Entries.
((

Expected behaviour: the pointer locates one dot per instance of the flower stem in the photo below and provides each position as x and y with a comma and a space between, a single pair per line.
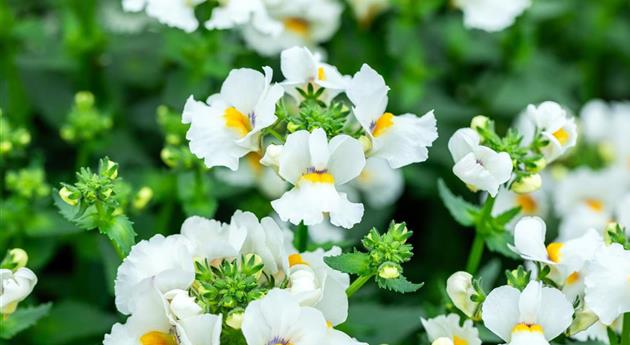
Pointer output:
357, 284
301, 237
625, 332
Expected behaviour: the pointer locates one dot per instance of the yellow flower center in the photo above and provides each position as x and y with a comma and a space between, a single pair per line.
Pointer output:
459, 341
237, 121
382, 124
595, 204
321, 74
527, 203
524, 327
553, 250
561, 135
319, 177
157, 338
298, 26
572, 278
296, 259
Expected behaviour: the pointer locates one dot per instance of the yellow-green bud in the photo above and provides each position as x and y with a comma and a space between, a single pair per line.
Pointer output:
68, 196
479, 121
527, 184
389, 270
144, 195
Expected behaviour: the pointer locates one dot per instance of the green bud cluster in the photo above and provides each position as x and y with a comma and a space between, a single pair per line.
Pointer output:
230, 285
84, 122
175, 153
12, 140
28, 183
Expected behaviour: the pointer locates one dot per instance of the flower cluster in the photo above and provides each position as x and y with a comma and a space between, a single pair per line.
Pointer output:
240, 282
16, 281
312, 139
266, 26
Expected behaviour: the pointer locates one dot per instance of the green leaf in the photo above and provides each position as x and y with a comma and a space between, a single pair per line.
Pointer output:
460, 209
22, 319
400, 284
120, 230
354, 263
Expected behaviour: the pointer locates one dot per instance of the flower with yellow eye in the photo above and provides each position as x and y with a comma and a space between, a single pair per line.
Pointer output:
315, 166
228, 127
534, 316
447, 328
568, 260
301, 67
553, 124
400, 140
304, 23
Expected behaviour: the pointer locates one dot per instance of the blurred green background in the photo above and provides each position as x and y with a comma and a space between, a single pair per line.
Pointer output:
569, 51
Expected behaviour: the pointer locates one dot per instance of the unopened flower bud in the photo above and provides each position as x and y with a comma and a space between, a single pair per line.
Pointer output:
479, 121
442, 341
527, 184
389, 270
366, 142
235, 318
142, 198
69, 197
460, 289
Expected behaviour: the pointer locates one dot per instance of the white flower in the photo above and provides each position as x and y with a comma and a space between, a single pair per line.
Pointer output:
555, 126
278, 318
315, 167
300, 67
228, 127
460, 289
15, 287
491, 15
315, 284
304, 23
379, 184
535, 316
478, 166
402, 139
607, 283
165, 261
567, 259
447, 326
367, 10
233, 13
175, 13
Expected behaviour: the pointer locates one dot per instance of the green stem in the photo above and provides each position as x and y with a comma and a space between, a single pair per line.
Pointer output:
625, 331
301, 237
357, 284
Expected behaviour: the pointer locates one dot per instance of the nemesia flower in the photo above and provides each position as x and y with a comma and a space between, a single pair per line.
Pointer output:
175, 13
315, 167
15, 287
301, 67
534, 316
228, 126
555, 126
304, 23
567, 259
167, 262
607, 282
447, 326
478, 166
313, 283
278, 318
402, 139
491, 15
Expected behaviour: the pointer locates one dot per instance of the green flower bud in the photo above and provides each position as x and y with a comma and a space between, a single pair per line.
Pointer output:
389, 270
527, 184
69, 197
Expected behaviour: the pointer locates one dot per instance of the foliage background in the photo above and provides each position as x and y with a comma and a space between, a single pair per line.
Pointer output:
569, 51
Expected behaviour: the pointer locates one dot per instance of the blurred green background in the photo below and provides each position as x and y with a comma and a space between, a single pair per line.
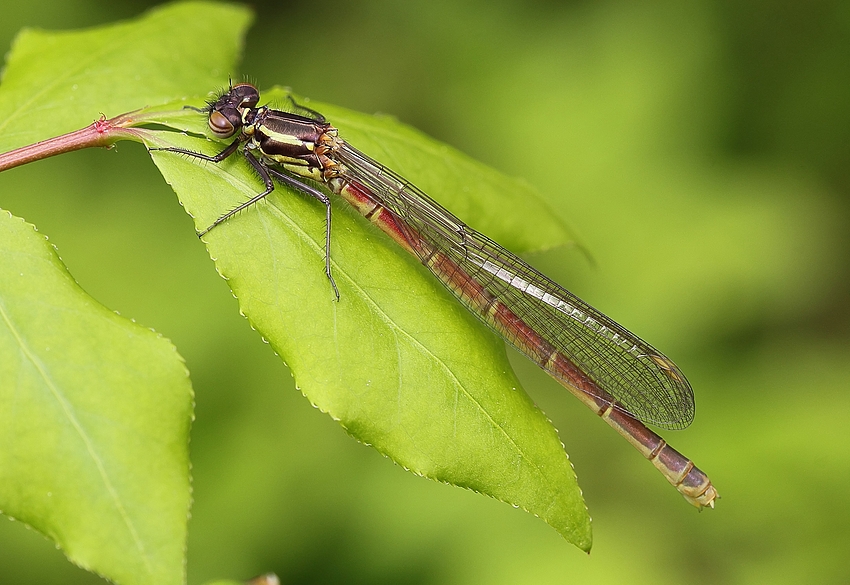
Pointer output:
701, 153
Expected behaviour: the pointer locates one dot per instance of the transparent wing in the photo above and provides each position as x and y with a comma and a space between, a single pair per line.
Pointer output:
639, 379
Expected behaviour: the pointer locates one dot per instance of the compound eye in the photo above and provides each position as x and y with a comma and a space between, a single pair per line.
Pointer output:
221, 126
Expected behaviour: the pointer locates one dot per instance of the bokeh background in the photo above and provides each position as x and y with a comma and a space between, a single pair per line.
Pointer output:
700, 151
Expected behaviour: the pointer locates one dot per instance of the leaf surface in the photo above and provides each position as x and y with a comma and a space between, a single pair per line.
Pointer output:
94, 421
397, 361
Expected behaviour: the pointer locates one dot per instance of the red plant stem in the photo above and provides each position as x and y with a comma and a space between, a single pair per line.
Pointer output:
101, 133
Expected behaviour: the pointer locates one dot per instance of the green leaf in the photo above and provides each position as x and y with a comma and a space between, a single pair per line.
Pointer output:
95, 411
94, 421
56, 82
397, 361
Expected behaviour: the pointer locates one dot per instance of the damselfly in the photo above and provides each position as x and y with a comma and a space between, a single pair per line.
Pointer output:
618, 375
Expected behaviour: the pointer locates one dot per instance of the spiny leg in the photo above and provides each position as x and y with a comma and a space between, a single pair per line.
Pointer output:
264, 174
229, 150
315, 193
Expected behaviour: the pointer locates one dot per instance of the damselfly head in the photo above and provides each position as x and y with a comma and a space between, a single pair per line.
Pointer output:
226, 113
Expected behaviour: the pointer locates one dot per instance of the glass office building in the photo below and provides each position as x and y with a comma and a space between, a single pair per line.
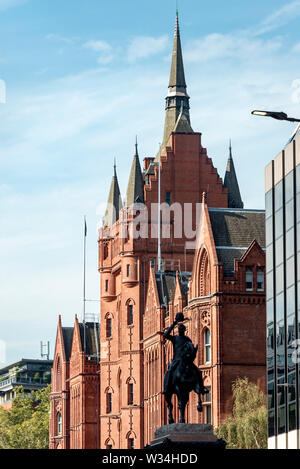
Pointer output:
283, 296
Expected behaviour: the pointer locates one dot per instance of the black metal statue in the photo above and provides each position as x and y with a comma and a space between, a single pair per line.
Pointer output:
182, 376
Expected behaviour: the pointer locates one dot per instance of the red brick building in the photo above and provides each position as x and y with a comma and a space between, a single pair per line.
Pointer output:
114, 400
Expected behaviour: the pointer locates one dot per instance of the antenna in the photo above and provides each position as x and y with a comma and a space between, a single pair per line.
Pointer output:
47, 354
159, 215
84, 268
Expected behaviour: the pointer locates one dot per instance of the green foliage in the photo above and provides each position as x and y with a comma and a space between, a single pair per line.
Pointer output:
26, 424
248, 426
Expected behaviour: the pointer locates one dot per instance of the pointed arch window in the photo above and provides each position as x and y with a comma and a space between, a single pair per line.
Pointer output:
260, 280
249, 279
108, 327
207, 346
59, 424
108, 403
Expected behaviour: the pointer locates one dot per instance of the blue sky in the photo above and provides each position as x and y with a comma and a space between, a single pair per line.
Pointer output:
83, 78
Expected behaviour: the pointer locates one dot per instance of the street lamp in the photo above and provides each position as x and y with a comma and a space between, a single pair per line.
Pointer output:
282, 116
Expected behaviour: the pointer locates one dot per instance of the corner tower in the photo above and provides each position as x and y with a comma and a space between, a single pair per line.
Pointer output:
177, 101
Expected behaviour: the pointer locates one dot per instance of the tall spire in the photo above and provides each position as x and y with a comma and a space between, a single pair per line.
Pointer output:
135, 189
177, 98
231, 182
114, 203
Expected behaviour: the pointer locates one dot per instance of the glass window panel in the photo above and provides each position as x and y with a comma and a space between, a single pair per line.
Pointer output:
279, 251
289, 215
270, 351
270, 311
271, 423
290, 272
298, 208
281, 392
290, 301
298, 178
281, 420
269, 203
289, 186
278, 195
269, 258
292, 387
290, 245
292, 417
278, 223
271, 395
280, 349
269, 231
270, 288
279, 307
279, 279
291, 337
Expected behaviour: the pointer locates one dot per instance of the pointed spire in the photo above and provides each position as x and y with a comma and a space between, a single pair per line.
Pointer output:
135, 189
231, 182
114, 203
177, 96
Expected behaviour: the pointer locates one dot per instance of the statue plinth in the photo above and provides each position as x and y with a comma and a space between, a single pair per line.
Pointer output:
185, 433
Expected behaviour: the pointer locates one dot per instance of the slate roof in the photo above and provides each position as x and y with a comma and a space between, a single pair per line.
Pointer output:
231, 182
135, 189
234, 231
114, 203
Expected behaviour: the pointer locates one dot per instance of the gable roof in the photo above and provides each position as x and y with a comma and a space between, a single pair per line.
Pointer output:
166, 285
67, 334
234, 231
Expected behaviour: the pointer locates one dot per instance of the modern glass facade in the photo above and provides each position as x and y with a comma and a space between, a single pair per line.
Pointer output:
283, 290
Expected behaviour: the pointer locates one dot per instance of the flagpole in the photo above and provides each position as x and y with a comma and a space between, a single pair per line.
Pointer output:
84, 269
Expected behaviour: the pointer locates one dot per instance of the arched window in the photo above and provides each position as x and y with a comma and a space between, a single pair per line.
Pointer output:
207, 346
108, 327
260, 280
108, 403
130, 393
130, 443
59, 424
130, 313
58, 375
249, 279
204, 275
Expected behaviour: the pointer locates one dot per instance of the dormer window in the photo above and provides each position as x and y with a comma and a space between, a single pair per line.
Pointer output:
260, 280
249, 279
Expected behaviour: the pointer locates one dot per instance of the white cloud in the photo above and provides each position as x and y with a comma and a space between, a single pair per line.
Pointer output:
142, 47
5, 4
97, 46
223, 46
279, 18
59, 38
103, 48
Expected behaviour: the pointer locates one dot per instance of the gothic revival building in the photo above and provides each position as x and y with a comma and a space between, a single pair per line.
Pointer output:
112, 398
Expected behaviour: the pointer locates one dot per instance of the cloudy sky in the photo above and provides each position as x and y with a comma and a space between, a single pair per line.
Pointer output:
82, 79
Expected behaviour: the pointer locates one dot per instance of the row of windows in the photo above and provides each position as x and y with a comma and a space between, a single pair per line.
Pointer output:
129, 321
130, 398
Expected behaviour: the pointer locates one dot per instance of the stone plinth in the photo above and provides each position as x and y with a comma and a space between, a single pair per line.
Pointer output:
185, 433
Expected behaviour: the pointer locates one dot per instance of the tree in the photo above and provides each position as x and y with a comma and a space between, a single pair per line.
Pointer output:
247, 428
26, 424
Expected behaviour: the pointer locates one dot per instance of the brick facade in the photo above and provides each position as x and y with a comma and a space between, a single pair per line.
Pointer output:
117, 401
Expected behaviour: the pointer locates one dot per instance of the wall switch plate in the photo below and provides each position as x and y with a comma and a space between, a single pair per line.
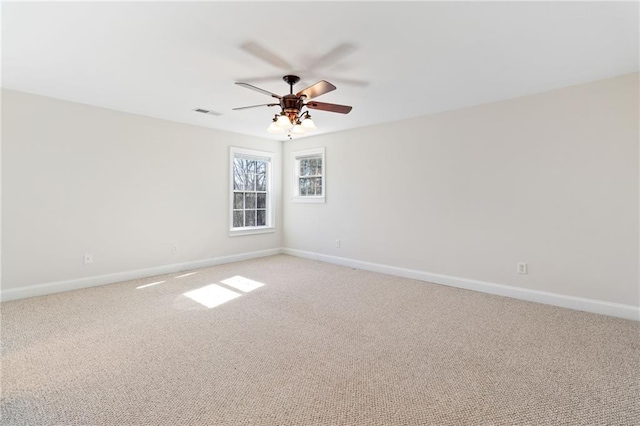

))

The problem. Extract each line above that contains the word "white", copying those lines in the order they appear.

The result.
Expected behaviour: the pointer locates one dot per instance of the white flower in the photo above and provides each position as x and y with a comma and a space between, a single pair per line.
Expected behaviour: the pointer locates one dot per instance of the white cloud in the photo above and provides each position as x and y with a comma and a space between, a single pair per line.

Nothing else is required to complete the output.